- Direction
Reproduce exactly the lines from the line containing "Point out the brown" through the end of the records below, including both ends, and nothing else.

• • •

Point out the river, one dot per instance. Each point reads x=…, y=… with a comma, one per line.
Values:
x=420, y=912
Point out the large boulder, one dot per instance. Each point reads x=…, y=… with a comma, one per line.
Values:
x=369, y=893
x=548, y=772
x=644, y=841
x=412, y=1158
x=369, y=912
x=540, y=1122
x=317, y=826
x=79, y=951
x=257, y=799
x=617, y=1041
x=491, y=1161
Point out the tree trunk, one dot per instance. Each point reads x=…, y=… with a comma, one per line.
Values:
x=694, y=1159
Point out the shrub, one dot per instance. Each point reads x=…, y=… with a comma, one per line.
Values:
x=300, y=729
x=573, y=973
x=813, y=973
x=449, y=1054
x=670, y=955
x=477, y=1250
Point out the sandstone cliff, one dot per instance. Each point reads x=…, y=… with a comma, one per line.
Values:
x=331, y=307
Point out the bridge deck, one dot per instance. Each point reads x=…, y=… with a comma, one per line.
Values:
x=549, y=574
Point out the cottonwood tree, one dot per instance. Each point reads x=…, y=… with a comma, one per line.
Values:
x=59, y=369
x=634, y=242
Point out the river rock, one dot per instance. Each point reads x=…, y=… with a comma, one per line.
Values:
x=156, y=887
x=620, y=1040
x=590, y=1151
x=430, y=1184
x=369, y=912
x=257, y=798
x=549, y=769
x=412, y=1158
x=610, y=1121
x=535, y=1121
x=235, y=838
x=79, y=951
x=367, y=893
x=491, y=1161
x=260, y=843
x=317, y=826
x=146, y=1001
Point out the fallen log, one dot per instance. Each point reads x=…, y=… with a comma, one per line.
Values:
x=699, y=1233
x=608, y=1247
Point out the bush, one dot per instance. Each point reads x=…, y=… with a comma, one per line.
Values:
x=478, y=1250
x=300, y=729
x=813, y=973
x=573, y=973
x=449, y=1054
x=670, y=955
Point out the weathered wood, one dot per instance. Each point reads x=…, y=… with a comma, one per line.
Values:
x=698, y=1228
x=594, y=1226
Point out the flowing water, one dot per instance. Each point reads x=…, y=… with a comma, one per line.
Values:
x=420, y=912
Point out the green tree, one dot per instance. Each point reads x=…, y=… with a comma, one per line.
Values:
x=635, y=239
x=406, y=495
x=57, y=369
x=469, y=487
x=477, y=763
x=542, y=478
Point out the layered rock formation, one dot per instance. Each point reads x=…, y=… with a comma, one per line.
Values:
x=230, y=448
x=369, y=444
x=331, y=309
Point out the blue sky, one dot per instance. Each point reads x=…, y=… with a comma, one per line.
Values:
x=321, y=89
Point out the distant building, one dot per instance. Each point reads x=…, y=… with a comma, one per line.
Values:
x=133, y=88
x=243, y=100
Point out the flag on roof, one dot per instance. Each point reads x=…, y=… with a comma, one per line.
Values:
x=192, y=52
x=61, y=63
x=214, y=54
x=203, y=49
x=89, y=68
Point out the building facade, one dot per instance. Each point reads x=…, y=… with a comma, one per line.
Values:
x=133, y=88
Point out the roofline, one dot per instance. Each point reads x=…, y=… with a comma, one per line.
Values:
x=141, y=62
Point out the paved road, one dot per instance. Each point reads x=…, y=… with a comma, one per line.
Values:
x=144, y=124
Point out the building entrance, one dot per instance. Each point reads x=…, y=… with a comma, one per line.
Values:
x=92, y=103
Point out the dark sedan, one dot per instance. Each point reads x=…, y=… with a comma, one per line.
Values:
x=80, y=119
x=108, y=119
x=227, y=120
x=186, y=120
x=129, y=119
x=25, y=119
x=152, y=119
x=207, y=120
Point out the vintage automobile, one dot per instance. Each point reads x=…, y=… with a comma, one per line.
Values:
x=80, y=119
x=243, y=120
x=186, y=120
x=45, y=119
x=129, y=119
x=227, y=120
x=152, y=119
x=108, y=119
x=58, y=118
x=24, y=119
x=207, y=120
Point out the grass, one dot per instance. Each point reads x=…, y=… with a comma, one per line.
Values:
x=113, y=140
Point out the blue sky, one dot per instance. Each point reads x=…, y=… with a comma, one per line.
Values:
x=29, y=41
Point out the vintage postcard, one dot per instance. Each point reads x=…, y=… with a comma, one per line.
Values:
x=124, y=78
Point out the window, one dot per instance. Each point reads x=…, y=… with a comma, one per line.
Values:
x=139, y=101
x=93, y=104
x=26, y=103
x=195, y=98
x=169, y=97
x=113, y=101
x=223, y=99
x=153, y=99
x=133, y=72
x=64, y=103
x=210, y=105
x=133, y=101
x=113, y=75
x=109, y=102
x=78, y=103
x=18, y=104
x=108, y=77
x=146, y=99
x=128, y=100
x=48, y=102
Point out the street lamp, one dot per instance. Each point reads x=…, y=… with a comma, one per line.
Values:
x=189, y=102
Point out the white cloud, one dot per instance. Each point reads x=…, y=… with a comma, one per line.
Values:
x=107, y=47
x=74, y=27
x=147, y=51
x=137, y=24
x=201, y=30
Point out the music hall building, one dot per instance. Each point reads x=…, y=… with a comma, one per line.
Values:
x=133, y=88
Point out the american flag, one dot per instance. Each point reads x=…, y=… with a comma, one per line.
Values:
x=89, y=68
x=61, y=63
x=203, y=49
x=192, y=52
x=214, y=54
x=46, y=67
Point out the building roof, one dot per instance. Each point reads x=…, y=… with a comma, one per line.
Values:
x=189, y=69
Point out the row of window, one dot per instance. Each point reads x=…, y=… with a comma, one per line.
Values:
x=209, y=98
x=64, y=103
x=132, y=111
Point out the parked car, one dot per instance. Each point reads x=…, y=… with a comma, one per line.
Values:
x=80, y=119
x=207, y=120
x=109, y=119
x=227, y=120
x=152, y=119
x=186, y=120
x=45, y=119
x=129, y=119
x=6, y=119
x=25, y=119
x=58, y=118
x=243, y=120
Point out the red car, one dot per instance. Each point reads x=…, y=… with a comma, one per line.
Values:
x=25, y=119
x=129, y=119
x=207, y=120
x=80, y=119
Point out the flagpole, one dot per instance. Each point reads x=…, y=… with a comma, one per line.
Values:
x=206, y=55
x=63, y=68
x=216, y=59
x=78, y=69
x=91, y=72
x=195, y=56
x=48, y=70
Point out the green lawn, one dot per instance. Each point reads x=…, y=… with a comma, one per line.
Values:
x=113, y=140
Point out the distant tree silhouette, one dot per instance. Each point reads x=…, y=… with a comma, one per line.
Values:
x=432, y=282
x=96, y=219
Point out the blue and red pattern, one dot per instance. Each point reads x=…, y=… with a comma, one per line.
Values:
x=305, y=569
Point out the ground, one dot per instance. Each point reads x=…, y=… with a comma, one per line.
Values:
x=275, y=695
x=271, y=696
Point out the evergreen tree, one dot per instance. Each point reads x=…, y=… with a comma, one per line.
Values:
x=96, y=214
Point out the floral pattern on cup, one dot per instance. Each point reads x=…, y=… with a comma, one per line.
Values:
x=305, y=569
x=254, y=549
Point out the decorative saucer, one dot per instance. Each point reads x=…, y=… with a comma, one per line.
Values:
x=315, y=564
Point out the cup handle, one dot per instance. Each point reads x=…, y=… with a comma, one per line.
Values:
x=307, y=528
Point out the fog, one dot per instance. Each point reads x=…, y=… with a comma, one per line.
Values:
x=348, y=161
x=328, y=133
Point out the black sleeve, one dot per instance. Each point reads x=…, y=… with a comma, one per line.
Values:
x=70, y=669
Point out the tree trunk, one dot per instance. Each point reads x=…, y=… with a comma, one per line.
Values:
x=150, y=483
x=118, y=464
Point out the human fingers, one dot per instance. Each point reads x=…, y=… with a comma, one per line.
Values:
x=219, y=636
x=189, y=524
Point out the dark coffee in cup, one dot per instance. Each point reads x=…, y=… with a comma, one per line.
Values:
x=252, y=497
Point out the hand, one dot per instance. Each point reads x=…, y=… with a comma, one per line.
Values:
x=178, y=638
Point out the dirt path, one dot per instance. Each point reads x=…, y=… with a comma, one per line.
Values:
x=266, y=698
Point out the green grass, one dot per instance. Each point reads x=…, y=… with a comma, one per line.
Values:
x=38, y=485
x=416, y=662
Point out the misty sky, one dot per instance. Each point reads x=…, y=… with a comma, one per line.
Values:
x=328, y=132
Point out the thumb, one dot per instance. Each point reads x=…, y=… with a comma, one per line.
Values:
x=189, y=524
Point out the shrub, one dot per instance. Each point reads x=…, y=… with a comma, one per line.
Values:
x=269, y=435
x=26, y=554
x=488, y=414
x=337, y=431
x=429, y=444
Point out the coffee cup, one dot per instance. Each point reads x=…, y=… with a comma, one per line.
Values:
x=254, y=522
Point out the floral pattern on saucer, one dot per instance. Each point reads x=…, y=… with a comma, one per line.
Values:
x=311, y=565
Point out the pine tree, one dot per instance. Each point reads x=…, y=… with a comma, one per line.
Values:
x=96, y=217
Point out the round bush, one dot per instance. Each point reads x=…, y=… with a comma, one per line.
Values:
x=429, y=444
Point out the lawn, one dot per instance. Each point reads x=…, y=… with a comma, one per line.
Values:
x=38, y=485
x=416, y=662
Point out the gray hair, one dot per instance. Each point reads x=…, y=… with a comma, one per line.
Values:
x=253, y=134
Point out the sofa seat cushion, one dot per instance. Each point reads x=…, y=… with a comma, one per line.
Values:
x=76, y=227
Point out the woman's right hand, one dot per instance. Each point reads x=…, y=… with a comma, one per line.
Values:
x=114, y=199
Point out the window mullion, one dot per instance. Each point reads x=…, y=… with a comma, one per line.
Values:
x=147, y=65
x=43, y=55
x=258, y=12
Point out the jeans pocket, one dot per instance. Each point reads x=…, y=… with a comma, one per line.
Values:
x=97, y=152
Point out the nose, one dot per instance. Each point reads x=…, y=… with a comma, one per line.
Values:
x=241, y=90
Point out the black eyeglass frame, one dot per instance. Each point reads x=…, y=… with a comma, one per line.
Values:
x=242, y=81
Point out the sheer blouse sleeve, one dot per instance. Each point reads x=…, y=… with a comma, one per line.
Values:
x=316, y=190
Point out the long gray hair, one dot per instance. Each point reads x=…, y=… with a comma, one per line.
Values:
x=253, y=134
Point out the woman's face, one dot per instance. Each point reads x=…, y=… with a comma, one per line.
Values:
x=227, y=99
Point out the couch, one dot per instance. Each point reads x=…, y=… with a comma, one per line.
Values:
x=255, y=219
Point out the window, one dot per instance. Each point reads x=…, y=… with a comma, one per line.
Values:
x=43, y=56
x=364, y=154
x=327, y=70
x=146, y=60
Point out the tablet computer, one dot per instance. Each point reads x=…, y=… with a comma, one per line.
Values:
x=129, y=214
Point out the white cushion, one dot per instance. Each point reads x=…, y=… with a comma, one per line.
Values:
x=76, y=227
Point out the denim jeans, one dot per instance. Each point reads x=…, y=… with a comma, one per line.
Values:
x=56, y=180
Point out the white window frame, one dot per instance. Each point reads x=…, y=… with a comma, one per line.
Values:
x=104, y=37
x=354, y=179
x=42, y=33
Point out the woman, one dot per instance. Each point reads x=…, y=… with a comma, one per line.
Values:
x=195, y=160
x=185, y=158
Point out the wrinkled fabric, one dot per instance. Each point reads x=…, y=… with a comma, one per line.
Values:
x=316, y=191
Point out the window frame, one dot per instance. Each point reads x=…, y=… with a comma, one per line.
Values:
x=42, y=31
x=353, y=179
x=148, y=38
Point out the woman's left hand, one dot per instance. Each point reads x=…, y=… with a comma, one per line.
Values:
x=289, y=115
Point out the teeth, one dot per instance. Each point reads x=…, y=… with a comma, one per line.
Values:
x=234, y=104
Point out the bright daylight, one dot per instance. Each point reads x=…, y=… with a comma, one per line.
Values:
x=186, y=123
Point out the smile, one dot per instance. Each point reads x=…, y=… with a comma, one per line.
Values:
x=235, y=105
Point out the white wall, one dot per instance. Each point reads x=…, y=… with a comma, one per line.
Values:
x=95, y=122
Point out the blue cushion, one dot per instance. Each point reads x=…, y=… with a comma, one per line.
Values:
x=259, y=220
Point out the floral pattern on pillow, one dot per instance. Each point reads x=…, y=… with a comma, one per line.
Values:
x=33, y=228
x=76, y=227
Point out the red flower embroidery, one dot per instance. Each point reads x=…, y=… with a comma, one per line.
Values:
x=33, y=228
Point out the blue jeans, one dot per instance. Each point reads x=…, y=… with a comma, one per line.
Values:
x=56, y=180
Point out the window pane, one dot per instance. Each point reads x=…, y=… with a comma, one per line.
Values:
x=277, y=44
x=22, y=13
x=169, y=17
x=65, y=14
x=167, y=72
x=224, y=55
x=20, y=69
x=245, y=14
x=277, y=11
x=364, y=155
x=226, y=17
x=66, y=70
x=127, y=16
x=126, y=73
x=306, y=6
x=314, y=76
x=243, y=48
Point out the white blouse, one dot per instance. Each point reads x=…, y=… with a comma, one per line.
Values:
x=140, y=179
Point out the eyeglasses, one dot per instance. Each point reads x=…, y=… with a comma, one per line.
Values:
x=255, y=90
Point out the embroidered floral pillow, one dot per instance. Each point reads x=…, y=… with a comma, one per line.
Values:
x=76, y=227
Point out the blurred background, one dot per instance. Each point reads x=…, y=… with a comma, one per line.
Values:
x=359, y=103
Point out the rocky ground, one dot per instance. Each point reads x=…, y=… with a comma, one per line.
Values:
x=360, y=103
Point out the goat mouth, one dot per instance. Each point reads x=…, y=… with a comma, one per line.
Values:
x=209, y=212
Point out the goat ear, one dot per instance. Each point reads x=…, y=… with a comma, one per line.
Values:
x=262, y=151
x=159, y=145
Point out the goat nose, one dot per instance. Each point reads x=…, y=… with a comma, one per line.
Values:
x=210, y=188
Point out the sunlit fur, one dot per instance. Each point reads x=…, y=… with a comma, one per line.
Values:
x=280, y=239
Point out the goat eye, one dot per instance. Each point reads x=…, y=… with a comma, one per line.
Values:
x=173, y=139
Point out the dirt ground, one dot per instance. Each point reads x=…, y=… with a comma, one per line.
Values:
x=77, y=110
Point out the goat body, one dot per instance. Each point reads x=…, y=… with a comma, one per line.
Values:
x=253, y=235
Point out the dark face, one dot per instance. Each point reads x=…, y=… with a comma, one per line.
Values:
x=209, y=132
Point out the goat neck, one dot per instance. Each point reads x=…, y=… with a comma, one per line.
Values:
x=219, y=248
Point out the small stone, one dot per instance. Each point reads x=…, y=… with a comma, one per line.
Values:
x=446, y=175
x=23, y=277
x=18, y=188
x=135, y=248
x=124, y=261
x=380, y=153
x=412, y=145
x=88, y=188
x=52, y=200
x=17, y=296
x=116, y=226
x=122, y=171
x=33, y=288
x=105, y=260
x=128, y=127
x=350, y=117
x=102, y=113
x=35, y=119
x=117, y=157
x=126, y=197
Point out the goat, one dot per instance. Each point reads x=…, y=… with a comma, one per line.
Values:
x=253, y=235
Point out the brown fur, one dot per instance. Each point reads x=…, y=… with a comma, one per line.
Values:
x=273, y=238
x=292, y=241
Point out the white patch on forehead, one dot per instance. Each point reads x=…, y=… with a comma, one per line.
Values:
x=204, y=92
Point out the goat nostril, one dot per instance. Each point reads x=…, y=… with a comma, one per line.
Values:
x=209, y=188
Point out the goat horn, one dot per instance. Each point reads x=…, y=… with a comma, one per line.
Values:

• • •

- Written solution
Point out the brown fur, one dot per instance. Each point reads x=…, y=… with a comma, one per line.
Values:
x=273, y=238
x=292, y=241
Point out the white patch on forehead, one dot per instance. Each point reads x=…, y=… with a comma, one per line.
Values:
x=204, y=92
Point out the goat nostril, one dot per instance. Each point reads x=…, y=… with a comma, one per line.
Values:
x=209, y=188
Point out the goat horn, one dot per instance. Each point reads x=…, y=… with a comma, one per line.
Values:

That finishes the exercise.